>> start
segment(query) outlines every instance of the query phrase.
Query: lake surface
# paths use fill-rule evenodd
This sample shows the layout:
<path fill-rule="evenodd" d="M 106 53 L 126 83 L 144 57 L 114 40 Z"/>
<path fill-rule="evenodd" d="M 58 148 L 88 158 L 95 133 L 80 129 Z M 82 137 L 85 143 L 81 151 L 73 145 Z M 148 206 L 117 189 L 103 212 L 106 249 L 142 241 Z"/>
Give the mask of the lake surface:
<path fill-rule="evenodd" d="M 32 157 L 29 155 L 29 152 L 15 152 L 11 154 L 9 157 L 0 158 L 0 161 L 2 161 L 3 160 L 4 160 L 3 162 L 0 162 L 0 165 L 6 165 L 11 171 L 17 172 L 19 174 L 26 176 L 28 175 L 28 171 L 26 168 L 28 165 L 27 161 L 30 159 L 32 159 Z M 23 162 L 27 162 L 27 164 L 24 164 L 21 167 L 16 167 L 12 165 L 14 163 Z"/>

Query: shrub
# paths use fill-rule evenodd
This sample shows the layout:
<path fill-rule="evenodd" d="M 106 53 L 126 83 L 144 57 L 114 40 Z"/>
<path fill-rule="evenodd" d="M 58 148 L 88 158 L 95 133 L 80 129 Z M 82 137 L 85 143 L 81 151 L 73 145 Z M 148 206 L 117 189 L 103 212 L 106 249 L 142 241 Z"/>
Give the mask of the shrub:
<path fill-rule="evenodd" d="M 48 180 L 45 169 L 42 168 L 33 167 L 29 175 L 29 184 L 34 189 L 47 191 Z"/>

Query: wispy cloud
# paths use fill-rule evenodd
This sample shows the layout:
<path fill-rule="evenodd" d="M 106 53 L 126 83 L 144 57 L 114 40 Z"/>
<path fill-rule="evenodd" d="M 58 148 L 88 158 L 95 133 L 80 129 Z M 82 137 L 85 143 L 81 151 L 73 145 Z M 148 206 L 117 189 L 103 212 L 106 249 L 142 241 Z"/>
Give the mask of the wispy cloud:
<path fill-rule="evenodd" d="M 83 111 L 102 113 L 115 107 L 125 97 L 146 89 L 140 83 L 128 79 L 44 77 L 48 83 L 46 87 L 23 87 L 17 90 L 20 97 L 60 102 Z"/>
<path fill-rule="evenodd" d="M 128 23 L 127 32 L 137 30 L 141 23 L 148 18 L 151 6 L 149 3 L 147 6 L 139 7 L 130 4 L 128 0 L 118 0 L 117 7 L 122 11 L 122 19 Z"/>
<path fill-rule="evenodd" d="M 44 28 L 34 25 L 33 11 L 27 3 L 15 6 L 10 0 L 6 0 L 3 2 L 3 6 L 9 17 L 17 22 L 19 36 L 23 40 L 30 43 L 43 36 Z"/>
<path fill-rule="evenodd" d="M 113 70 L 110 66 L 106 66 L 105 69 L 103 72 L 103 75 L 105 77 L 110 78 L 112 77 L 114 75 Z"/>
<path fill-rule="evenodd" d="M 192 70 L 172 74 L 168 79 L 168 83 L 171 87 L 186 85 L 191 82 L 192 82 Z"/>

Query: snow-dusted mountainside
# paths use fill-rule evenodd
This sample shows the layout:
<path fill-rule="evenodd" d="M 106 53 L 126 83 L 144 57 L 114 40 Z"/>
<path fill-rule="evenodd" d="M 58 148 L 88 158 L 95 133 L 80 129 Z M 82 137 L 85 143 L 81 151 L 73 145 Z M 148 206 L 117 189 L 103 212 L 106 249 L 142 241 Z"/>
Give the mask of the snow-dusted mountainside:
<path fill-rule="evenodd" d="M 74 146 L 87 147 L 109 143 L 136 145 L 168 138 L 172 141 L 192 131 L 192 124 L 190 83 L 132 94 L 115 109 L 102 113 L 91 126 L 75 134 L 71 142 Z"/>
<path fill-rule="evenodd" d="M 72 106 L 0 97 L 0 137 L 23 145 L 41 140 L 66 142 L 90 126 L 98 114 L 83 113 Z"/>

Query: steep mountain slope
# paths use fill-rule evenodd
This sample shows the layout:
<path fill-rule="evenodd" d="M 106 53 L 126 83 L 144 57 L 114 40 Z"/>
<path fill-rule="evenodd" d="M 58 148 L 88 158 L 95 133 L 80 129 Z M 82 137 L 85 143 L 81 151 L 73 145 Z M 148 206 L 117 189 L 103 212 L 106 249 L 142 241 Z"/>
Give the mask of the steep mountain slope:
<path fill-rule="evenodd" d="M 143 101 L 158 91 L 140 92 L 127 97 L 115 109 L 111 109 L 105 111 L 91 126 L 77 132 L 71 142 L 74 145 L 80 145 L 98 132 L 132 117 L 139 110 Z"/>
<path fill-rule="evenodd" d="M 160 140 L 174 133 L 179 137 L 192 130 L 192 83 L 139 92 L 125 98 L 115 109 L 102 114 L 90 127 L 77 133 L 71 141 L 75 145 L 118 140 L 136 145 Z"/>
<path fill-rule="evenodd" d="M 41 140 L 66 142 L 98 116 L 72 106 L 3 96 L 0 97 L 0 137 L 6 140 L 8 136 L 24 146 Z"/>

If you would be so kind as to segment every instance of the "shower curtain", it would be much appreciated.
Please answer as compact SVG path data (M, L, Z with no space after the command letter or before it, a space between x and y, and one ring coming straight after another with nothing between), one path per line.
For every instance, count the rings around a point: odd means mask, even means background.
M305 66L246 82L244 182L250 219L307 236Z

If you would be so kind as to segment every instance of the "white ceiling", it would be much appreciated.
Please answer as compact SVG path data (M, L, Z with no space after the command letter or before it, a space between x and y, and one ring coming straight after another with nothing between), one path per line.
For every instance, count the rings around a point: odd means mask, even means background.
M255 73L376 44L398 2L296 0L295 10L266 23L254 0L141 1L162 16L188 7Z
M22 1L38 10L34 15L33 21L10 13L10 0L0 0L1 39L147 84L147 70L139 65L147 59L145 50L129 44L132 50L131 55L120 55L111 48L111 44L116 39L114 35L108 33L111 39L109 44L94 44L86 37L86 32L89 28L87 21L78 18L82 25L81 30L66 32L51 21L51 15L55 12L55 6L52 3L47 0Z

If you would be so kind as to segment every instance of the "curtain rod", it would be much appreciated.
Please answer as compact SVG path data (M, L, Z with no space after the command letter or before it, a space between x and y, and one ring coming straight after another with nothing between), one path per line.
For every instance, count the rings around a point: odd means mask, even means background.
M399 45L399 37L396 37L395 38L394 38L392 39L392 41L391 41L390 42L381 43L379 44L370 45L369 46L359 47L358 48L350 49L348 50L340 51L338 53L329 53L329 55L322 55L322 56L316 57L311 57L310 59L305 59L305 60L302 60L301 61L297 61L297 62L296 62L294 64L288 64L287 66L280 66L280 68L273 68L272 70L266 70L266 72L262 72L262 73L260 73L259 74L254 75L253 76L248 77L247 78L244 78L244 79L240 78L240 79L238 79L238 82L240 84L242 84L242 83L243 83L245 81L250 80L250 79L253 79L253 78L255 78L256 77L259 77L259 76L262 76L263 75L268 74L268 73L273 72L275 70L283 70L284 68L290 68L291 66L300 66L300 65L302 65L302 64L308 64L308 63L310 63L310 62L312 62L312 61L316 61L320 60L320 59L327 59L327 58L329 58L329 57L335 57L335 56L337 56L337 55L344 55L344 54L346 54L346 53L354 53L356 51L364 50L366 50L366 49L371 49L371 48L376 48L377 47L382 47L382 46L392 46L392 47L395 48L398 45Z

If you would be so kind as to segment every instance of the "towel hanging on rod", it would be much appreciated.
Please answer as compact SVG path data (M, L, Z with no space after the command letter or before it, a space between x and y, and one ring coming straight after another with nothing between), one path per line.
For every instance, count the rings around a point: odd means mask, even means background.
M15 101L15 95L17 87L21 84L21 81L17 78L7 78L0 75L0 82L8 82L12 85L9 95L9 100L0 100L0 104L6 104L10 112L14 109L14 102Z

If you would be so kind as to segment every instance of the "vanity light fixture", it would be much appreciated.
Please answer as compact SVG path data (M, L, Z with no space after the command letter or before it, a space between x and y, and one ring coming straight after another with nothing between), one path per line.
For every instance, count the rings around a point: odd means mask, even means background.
>> end
### Aim
Reproduce the records as a numbered list, starting at the line with "Query: snow-dusted mountainside" and continuing up to and including the line with "137 L 23 145", with any blank lines left out.

### Solution
1. Query: snow-dusted mountainside
2. # paths use fill-rule evenodd
3. This sample shows the layout:
4. <path fill-rule="evenodd" d="M 106 53 L 126 83 L 144 57 L 114 40 Z"/>
5. <path fill-rule="evenodd" d="M 58 148 L 88 158 L 95 133 L 80 129 Z M 82 137 L 85 143 L 81 151 L 73 145 Z M 148 206 L 117 189 L 103 212 L 106 249 L 142 241 Z"/>
6. Give the mask of the snow-dusted mountainside:
7. <path fill-rule="evenodd" d="M 74 146 L 87 147 L 109 143 L 136 145 L 168 138 L 172 141 L 192 131 L 192 124 L 190 83 L 132 94 L 115 109 L 102 113 L 91 126 L 75 134 L 71 142 Z"/>
8. <path fill-rule="evenodd" d="M 72 106 L 0 97 L 0 137 L 23 145 L 41 140 L 66 142 L 90 126 L 98 114 L 83 113 Z"/>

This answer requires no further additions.